__Provided information__
++++++++++

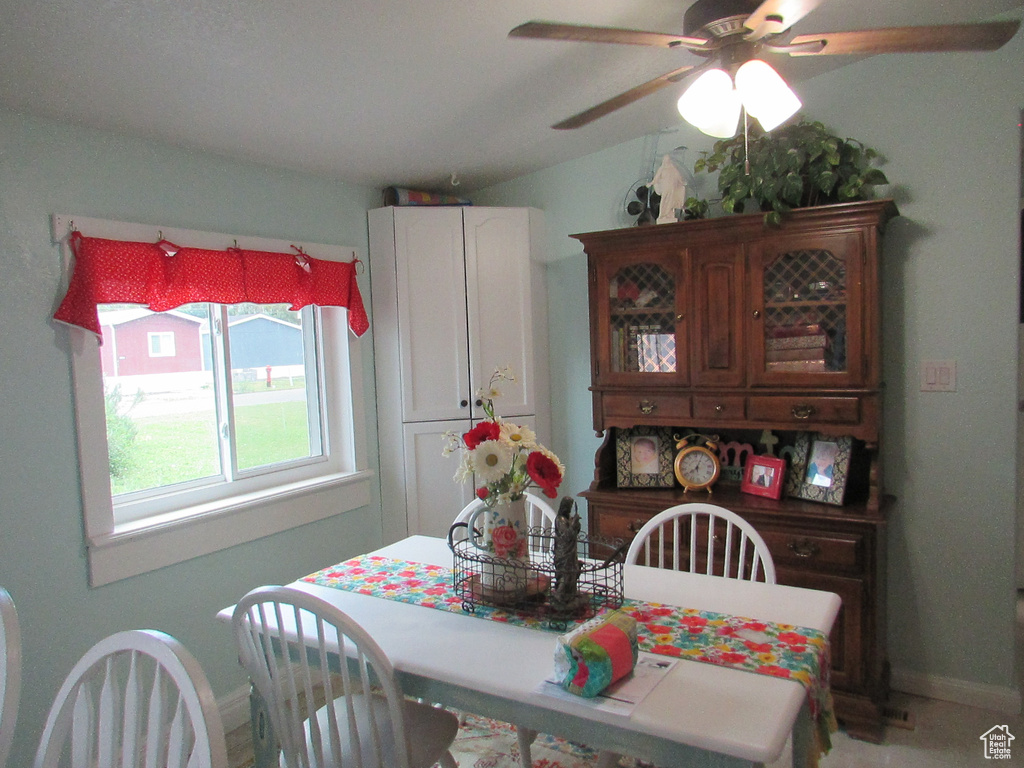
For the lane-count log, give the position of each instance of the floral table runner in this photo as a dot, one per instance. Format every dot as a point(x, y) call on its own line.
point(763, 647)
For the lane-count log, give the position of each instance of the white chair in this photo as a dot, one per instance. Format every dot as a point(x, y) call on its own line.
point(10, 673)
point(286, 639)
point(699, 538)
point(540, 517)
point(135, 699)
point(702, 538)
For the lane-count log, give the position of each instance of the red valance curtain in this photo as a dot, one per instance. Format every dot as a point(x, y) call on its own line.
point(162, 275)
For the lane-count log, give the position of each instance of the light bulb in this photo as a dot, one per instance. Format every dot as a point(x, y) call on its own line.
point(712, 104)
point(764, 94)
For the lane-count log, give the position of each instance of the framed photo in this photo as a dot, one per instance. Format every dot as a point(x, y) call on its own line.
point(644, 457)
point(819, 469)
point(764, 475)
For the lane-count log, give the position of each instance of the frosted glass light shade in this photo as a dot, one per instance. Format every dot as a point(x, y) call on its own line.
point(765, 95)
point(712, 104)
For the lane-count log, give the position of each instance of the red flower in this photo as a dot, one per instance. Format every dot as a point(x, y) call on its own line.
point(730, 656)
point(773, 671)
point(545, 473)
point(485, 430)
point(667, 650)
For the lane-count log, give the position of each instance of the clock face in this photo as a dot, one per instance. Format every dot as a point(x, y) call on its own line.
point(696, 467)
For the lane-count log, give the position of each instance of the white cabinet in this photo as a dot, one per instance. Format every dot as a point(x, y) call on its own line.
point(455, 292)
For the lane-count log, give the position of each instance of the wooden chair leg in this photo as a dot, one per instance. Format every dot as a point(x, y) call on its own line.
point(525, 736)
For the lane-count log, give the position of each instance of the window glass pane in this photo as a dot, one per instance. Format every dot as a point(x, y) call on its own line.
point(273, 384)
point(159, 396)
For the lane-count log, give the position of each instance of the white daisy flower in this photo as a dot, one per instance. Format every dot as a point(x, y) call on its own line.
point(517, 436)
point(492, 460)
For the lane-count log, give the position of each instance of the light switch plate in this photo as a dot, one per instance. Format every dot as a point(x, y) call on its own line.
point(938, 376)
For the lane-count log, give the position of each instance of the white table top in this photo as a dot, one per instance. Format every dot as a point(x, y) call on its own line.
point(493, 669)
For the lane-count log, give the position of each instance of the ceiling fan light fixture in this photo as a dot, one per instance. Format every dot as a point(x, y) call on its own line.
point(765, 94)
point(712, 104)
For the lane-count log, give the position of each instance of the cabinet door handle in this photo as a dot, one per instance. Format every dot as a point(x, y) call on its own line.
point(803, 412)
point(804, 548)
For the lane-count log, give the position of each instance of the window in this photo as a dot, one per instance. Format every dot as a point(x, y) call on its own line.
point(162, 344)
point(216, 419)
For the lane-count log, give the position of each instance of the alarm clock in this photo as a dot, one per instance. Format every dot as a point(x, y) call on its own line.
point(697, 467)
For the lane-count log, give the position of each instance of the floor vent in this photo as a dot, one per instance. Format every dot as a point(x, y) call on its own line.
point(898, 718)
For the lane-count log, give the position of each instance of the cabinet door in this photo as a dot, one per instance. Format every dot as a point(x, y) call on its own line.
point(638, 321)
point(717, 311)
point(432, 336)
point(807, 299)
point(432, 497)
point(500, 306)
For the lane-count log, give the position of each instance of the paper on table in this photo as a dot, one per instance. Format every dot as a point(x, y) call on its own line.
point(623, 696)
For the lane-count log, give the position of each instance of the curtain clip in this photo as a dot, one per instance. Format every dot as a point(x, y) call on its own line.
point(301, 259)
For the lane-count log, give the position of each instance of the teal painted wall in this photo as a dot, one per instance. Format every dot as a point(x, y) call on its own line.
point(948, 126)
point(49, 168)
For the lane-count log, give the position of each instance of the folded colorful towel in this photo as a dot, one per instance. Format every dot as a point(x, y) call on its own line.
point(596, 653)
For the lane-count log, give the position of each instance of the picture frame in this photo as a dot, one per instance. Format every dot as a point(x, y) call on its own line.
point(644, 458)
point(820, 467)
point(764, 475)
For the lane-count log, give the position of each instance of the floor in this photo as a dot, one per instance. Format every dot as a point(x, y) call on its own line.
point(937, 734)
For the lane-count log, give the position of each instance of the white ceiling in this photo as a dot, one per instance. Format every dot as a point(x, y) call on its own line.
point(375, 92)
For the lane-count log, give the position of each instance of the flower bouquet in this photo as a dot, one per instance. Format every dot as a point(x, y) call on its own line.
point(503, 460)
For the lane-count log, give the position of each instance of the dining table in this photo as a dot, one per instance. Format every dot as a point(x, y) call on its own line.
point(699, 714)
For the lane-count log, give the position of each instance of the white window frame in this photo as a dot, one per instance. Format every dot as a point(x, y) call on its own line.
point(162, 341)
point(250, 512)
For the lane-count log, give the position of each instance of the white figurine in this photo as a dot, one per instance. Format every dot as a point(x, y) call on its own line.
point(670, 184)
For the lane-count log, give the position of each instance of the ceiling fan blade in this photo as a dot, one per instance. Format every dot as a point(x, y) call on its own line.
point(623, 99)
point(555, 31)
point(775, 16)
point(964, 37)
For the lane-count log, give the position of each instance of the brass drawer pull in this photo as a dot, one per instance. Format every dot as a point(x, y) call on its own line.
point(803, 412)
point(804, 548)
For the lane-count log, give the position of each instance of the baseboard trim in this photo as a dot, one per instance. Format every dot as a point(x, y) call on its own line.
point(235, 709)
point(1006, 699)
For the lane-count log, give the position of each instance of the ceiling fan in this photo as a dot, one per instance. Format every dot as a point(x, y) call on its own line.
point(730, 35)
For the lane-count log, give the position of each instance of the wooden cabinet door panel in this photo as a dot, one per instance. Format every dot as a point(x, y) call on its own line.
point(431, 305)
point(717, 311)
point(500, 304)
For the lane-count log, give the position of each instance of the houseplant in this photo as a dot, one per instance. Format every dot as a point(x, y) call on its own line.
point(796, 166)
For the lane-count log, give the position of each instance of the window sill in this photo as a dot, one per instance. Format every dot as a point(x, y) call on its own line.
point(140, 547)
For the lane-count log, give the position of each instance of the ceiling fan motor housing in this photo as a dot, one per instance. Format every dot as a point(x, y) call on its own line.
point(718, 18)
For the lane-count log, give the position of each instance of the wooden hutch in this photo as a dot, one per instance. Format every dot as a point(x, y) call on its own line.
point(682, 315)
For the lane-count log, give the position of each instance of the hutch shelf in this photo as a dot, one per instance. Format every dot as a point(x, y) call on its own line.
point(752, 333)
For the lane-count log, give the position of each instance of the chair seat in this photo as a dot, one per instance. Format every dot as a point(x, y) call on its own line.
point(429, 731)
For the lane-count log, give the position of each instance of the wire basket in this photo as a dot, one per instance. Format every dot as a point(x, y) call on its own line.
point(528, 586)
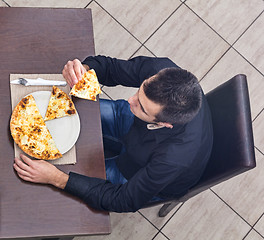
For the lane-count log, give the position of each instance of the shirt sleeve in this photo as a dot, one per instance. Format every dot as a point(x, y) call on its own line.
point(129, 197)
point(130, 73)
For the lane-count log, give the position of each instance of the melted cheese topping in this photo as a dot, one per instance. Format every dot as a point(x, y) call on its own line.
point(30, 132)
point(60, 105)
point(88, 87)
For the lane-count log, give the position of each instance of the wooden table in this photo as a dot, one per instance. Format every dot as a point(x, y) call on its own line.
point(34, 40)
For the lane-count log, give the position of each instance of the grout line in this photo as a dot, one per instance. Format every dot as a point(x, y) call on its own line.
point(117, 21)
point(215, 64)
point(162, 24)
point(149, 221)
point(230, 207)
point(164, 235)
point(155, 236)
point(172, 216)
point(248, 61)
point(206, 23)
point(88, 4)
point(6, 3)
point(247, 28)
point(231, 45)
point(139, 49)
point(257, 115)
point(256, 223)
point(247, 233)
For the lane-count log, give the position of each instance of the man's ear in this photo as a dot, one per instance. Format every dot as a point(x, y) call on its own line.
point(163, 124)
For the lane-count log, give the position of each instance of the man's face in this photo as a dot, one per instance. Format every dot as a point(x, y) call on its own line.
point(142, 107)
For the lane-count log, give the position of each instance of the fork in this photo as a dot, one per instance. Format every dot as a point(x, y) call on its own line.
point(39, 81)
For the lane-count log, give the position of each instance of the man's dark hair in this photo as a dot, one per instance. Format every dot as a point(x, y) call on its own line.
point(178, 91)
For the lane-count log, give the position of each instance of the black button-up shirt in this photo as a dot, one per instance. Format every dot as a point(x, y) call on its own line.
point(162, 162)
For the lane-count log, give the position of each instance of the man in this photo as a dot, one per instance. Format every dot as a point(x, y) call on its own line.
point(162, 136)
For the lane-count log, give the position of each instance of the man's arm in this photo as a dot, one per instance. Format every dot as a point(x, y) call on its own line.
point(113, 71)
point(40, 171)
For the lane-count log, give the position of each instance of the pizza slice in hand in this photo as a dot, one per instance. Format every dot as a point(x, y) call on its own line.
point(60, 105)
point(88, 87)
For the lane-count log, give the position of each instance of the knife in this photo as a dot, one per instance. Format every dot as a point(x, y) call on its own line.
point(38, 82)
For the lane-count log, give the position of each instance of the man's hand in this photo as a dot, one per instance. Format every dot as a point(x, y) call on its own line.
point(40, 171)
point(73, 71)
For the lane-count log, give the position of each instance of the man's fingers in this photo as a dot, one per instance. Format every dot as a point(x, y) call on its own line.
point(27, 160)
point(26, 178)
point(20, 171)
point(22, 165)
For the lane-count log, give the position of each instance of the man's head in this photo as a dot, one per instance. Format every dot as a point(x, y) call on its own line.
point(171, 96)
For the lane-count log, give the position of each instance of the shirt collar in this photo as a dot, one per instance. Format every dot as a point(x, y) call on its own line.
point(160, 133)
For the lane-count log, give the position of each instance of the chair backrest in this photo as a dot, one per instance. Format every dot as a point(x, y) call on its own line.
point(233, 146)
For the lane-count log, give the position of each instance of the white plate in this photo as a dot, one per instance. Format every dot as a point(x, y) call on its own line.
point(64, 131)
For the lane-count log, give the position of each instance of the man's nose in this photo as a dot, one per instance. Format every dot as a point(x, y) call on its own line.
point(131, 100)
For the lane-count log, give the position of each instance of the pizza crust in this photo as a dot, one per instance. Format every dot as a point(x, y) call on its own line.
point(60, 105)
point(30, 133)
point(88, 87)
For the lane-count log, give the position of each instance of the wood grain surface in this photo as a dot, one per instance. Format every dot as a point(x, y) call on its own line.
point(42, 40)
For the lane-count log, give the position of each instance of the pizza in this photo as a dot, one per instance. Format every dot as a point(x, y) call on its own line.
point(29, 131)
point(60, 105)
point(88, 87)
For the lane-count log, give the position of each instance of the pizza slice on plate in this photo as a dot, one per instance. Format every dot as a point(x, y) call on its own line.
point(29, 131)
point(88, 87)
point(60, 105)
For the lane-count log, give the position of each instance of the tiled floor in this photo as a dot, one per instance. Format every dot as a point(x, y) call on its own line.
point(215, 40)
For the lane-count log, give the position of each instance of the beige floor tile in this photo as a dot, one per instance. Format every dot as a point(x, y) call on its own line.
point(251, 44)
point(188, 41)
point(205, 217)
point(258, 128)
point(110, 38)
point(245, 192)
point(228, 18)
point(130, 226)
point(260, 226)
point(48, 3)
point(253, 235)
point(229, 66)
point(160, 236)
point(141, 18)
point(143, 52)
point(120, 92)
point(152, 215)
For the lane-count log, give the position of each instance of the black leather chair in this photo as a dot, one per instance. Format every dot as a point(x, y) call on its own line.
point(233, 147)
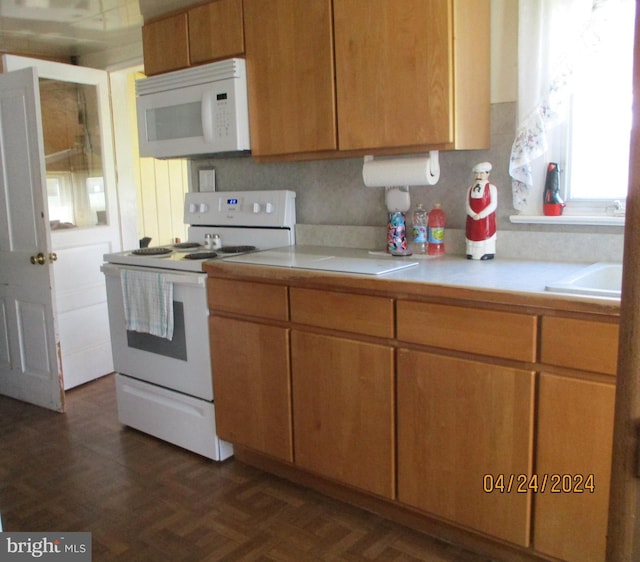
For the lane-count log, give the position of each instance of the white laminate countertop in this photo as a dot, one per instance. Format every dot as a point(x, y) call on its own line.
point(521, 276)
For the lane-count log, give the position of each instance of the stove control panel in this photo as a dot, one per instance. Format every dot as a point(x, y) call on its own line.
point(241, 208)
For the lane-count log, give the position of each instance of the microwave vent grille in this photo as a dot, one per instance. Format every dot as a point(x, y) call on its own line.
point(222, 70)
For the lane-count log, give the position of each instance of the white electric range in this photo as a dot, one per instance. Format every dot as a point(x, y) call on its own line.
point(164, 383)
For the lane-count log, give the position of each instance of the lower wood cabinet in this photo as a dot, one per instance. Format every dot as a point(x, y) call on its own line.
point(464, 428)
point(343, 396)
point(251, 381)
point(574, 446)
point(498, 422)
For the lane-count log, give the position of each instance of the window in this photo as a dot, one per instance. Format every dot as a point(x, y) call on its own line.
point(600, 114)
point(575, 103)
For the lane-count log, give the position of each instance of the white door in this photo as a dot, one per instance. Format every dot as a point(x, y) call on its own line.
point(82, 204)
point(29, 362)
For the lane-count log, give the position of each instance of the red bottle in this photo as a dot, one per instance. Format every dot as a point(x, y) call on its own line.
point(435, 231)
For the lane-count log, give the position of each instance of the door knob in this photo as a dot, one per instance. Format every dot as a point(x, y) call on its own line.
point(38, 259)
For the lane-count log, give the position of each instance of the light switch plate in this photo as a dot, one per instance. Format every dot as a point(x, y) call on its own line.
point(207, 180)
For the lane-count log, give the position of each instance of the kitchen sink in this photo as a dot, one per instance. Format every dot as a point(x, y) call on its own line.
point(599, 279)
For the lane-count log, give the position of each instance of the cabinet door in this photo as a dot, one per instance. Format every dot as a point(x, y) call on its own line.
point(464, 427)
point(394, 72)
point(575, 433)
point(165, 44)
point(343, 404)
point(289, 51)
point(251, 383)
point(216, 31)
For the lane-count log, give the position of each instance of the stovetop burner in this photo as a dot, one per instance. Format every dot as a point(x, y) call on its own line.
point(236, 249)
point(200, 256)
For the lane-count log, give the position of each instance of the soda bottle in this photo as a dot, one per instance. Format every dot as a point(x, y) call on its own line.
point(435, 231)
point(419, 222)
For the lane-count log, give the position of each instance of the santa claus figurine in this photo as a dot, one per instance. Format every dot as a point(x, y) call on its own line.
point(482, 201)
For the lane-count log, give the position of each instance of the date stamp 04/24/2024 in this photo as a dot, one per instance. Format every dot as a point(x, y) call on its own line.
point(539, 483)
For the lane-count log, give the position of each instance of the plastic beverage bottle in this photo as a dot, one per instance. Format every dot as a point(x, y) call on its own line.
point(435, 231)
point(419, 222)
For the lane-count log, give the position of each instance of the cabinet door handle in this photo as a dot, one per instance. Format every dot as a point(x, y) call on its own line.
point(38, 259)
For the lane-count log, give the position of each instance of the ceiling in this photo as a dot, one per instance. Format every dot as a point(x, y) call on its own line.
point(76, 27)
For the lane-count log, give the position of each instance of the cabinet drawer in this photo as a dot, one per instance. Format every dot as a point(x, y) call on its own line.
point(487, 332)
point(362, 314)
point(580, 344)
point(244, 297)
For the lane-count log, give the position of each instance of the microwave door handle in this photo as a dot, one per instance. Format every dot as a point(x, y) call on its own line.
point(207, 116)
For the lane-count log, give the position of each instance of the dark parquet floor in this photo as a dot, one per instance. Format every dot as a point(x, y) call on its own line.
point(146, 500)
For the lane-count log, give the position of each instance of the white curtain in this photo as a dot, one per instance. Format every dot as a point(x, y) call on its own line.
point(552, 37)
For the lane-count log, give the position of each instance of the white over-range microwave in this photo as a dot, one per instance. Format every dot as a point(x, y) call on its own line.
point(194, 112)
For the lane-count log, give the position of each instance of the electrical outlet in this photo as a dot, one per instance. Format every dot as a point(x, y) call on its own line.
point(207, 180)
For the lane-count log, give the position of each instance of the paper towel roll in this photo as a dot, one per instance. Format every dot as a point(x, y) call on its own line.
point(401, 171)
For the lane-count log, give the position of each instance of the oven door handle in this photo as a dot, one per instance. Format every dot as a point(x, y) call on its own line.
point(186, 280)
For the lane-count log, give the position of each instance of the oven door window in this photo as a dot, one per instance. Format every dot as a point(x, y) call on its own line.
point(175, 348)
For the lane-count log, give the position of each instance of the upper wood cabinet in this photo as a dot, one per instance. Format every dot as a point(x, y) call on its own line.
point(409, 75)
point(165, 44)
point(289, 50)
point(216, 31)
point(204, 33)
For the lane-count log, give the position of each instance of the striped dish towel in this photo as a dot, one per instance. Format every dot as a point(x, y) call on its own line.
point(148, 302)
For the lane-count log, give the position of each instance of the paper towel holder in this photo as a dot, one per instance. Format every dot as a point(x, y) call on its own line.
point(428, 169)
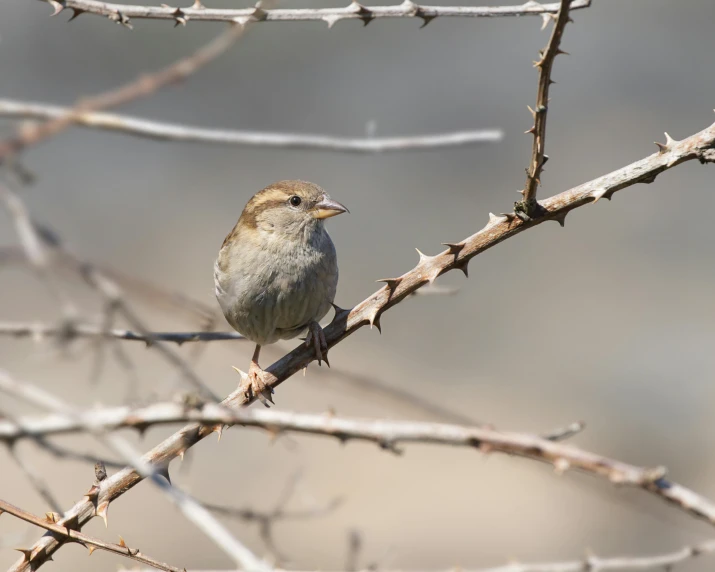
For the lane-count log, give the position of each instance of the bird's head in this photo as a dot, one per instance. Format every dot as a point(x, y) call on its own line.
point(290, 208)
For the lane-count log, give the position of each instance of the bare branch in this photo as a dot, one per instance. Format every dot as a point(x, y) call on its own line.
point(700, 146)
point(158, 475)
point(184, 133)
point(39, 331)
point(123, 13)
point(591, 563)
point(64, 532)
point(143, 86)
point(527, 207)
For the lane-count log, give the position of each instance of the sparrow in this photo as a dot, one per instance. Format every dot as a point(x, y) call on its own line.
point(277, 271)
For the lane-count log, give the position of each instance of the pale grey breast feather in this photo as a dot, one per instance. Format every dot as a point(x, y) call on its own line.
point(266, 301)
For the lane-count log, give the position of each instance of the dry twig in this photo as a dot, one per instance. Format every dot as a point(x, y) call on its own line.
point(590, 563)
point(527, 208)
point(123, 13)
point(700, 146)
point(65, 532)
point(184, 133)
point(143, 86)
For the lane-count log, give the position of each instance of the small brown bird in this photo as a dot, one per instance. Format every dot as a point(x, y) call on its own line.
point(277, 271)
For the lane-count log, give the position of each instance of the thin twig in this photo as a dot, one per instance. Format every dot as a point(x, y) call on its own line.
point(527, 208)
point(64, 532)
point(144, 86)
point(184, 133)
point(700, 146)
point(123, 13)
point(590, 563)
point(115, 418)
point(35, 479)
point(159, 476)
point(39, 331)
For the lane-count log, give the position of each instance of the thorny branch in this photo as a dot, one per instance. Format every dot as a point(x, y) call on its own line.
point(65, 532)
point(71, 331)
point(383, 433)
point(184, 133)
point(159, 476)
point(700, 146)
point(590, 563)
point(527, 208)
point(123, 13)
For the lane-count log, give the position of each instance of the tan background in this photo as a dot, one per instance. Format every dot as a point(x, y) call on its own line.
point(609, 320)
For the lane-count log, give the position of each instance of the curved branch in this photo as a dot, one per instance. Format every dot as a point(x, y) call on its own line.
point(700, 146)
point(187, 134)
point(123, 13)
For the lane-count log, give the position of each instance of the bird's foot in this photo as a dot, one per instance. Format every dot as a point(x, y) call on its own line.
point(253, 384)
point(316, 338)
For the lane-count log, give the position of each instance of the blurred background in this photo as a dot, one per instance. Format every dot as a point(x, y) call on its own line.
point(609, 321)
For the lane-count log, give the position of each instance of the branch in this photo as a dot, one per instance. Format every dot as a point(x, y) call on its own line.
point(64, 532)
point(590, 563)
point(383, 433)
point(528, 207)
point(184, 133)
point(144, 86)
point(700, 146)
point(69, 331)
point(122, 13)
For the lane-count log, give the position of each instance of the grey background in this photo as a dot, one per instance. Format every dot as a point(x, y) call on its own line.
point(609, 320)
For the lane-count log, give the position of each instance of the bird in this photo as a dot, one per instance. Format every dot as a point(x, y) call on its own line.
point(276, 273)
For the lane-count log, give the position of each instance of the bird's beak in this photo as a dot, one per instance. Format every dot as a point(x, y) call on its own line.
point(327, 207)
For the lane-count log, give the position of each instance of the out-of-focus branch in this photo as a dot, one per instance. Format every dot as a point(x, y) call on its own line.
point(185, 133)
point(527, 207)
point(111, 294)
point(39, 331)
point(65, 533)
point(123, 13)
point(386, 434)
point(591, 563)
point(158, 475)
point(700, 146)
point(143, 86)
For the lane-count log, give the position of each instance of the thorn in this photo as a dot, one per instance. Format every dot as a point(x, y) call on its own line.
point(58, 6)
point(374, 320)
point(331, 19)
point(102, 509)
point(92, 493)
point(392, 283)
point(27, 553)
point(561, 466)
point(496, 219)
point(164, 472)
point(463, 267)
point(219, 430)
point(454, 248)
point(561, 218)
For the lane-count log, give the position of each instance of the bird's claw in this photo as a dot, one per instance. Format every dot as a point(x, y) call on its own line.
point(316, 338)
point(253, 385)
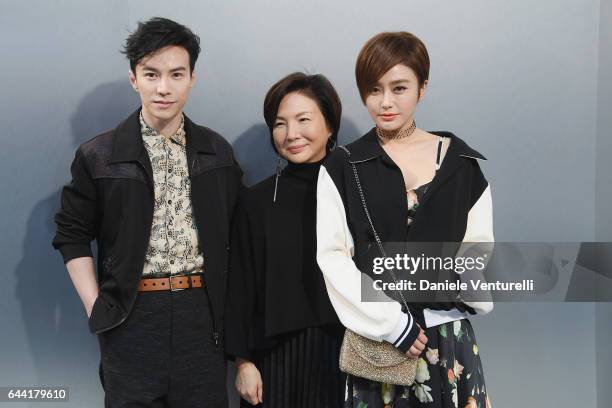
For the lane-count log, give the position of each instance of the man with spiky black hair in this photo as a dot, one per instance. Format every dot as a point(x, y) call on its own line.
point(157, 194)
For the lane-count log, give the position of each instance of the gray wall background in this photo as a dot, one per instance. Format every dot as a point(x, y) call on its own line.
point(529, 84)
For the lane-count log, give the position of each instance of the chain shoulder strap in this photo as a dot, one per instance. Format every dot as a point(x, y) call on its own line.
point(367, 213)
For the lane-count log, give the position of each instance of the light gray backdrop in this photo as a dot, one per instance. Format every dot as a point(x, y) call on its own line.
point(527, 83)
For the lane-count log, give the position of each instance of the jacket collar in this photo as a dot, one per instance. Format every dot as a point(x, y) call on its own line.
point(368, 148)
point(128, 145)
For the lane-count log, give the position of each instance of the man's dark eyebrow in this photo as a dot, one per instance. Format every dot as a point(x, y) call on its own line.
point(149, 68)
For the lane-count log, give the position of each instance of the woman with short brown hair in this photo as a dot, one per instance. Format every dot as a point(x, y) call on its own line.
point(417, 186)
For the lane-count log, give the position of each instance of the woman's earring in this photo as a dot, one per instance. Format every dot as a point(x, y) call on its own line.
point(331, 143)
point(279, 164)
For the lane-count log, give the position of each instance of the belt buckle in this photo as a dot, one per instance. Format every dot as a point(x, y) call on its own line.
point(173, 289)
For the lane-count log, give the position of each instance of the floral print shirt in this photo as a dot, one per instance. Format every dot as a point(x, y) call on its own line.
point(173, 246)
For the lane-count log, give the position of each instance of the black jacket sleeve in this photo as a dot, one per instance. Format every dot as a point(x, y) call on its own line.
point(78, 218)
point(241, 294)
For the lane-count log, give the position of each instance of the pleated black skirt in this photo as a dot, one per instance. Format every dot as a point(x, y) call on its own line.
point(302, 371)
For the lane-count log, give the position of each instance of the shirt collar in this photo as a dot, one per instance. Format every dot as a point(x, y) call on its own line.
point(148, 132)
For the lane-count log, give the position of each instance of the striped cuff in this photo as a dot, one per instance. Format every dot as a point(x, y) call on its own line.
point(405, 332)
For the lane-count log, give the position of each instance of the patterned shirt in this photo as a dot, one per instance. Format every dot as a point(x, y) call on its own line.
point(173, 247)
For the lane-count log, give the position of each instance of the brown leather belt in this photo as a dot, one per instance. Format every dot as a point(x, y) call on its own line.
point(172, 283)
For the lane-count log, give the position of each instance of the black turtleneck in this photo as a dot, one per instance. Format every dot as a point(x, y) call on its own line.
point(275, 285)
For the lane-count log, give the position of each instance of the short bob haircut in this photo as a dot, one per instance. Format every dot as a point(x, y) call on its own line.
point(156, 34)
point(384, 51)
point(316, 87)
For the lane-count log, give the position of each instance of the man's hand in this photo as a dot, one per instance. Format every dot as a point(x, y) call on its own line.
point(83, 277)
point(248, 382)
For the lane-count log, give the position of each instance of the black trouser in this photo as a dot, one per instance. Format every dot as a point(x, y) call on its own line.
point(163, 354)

++++++++++

__Exercise directions__
Return the lines of the data starting at the line containing "of the woman's" and ending at the line containing "point(279, 164)", both included, as a JSON array of strings with one string per line and blank lines omitted.

__Final result__
[
  "For the lane-count log, give the position of each instance of the woman's earring in this photo as a dot, one per instance. Format every dot as a point(x, y) call on its own line.",
  "point(331, 143)",
  "point(279, 164)"
]